>> Start

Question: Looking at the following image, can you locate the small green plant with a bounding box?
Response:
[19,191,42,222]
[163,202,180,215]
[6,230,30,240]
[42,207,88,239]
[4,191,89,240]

>> End

Short exercise:
Render every line of the listing above as a Markdown table with the columns No. and Line, leaving out any blank lines.

Task output:
| No. | Line |
|---|---|
| 1 | Question: Looking at the following image, can you locate the small green plant with a bounding box? |
| 2 | Response: |
| 3 | [19,191,42,222] |
| 4 | [163,202,180,215] |
| 5 | [6,230,30,240] |
| 6 | [42,207,88,239] |
| 7 | [4,191,89,240] |